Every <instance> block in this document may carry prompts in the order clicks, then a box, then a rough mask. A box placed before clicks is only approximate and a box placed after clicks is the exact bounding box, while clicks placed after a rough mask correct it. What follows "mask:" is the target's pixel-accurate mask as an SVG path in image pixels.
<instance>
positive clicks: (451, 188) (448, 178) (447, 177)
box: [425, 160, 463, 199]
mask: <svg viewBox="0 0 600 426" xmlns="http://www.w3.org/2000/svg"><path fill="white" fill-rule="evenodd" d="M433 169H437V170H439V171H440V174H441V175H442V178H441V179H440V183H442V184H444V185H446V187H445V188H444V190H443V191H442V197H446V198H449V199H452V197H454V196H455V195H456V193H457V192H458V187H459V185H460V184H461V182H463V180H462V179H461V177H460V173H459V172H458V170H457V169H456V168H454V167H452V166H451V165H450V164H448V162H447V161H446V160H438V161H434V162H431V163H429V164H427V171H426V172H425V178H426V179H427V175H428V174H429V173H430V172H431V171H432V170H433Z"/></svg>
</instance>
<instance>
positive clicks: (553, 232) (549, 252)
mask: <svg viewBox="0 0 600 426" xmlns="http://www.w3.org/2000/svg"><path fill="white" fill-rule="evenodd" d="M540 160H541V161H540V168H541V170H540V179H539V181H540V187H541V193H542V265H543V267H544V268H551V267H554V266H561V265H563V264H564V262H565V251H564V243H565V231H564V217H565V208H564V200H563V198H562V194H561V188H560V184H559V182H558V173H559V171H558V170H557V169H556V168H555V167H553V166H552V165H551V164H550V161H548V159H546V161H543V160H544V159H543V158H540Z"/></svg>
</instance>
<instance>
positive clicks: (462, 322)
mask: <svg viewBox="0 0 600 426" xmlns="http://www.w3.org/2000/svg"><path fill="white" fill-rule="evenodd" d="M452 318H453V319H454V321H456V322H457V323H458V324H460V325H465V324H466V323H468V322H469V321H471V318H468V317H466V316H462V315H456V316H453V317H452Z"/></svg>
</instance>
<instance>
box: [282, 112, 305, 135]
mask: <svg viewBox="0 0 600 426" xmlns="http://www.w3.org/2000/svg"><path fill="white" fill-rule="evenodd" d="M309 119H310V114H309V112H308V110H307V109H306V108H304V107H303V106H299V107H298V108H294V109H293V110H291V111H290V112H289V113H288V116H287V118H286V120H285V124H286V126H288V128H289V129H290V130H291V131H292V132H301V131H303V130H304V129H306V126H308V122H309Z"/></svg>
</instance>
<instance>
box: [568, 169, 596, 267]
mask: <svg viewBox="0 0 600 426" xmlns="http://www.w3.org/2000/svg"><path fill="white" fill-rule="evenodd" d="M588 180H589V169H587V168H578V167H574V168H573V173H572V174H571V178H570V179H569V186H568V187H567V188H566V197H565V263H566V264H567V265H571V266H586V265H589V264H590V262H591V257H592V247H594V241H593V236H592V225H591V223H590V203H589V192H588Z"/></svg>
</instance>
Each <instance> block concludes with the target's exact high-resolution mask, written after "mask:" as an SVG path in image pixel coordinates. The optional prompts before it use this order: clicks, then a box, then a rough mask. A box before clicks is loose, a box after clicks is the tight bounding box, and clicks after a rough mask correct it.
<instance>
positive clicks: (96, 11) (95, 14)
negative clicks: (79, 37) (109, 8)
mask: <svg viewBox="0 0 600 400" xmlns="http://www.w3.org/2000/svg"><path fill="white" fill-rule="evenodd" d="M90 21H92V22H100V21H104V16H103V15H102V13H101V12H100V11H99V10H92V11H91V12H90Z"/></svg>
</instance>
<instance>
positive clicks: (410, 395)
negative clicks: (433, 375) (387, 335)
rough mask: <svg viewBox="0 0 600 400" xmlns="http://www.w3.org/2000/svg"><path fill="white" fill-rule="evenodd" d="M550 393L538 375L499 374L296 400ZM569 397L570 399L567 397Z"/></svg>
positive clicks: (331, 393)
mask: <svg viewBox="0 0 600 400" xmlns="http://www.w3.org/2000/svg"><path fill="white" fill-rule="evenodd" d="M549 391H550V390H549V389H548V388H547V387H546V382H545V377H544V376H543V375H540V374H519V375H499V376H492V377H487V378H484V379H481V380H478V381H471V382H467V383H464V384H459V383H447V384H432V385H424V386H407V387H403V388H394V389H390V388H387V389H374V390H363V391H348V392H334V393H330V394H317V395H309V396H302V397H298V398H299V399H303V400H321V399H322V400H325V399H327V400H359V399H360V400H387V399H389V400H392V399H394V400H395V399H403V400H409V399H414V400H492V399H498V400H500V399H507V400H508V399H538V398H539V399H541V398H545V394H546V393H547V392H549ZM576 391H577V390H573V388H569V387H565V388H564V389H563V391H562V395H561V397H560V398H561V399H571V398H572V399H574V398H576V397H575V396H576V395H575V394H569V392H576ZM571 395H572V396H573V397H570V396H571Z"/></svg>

◇ ◇ ◇ ◇ ◇

Task requirements: In full and without any edits, output the material above.

Written solution:
Every <instance> block in this document may carry prompts in the order clicks, then a box, then a rough mask. A box placed before clicks is only approximate and a box placed after clicks is the exact bounding box, while clicks placed after a rough mask correct it. What follows "mask:" is the target's pixel-accurate mask as an SVG path in image pixels.
<instance>
positive clicks: (451, 188) (448, 178) (447, 177)
box: [425, 160, 463, 199]
mask: <svg viewBox="0 0 600 426" xmlns="http://www.w3.org/2000/svg"><path fill="white" fill-rule="evenodd" d="M433 169H437V170H439V171H440V174H441V175H442V178H441V179H440V183H442V184H444V185H446V187H445V188H444V190H443V191H442V197H446V198H449V199H452V197H454V196H455V195H456V193H457V192H458V187H459V185H460V184H461V182H463V180H462V179H461V177H460V173H459V172H458V170H457V169H456V168H454V167H452V166H451V165H450V164H448V162H447V161H446V160H438V161H434V162H431V163H429V164H427V171H426V172H425V178H426V179H427V175H428V174H429V173H430V172H431V171H432V170H433Z"/></svg>
</instance>
<instance>
positive clicks: (553, 232) (549, 252)
mask: <svg viewBox="0 0 600 426" xmlns="http://www.w3.org/2000/svg"><path fill="white" fill-rule="evenodd" d="M540 160H541V161H540V168H541V170H540V179H539V181H540V187H541V193H542V265H543V267H544V268H551V267H554V266H561V265H563V264H564V262H565V251H564V243H565V231H564V217H565V208H564V200H563V198H562V194H561V188H560V184H559V182H558V173H559V171H558V170H557V169H556V168H555V167H553V166H552V165H551V164H550V161H548V159H546V161H543V160H544V159H543V158H540Z"/></svg>
</instance>
<instance>
positive clicks: (462, 322)
mask: <svg viewBox="0 0 600 426" xmlns="http://www.w3.org/2000/svg"><path fill="white" fill-rule="evenodd" d="M452 318H453V319H454V321H456V322H457V323H458V324H460V325H465V324H466V323H468V322H469V321H471V318H468V317H466V316H462V315H456V316H453V317H452Z"/></svg>
</instance>
<instance>
box: [282, 112, 305, 135]
mask: <svg viewBox="0 0 600 426" xmlns="http://www.w3.org/2000/svg"><path fill="white" fill-rule="evenodd" d="M309 119H310V114H309V112H308V110H307V109H306V108H304V107H303V106H299V107H298V108H294V109H293V110H291V111H290V112H289V113H288V116H287V118H286V120H285V124H286V126H288V128H289V129H290V130H291V131H292V132H301V131H303V130H304V129H306V126H308V122H309Z"/></svg>
</instance>
<instance>
box: [568, 169, 596, 267]
mask: <svg viewBox="0 0 600 426" xmlns="http://www.w3.org/2000/svg"><path fill="white" fill-rule="evenodd" d="M588 180H589V169H587V168H578V167H574V168H573V173H572V174H571V178H570V179H569V186H568V187H567V188H566V197H565V263H566V264H567V265H571V266H586V265H589V264H590V262H591V257H592V247H594V241H593V236H592V225H591V223H590V203H589V192H588Z"/></svg>
</instance>
Each <instance> block concludes with the target's exact high-resolution mask, written after "mask:" as an SVG path in image pixel coordinates. The optional prompts before it use this order: clicks, then a box, then a rough mask. A box before clicks is loose, a box after clicks is the tight bounding box, and clicks after a rough mask correct it.
<instance>
positive clicks: (96, 11) (95, 14)
negative clicks: (79, 37) (109, 8)
mask: <svg viewBox="0 0 600 400" xmlns="http://www.w3.org/2000/svg"><path fill="white" fill-rule="evenodd" d="M90 21H92V22H100V21H104V16H103V15H102V13H101V12H100V11H99V10H92V11H91V12H90Z"/></svg>
</instance>
<instance>
positive clicks: (410, 395)
negative clicks: (433, 375) (387, 335)
rough mask: <svg viewBox="0 0 600 400" xmlns="http://www.w3.org/2000/svg"><path fill="white" fill-rule="evenodd" d="M550 393L538 375L499 374L296 400ZM569 397L570 399L567 397Z"/></svg>
positive clicks: (331, 393)
mask: <svg viewBox="0 0 600 400" xmlns="http://www.w3.org/2000/svg"><path fill="white" fill-rule="evenodd" d="M549 391H550V390H549V389H548V388H547V387H546V382H545V377H544V376H543V375H540V374H519V375H499V376H492V377H487V378H484V379H481V380H478V381H471V382H467V383H464V384H459V383H447V384H432V385H424V386H407V387H403V388H394V389H390V388H387V389H374V390H363V391H348V392H334V393H330V394H317V395H309V396H302V397H298V398H299V399H303V400H321V399H322V400H325V399H327V400H359V399H360V400H387V399H389V400H392V399H394V400H395V399H403V400H409V399H414V400H492V399H498V400H500V399H507V400H508V399H538V398H539V399H541V398H545V394H546V393H547V392H549ZM576 391H577V390H573V388H569V387H565V388H564V389H563V391H562V395H561V397H560V398H561V399H571V398H572V399H574V398H576V397H575V396H576V395H575V394H569V392H576ZM571 395H572V396H573V397H570V396H571Z"/></svg>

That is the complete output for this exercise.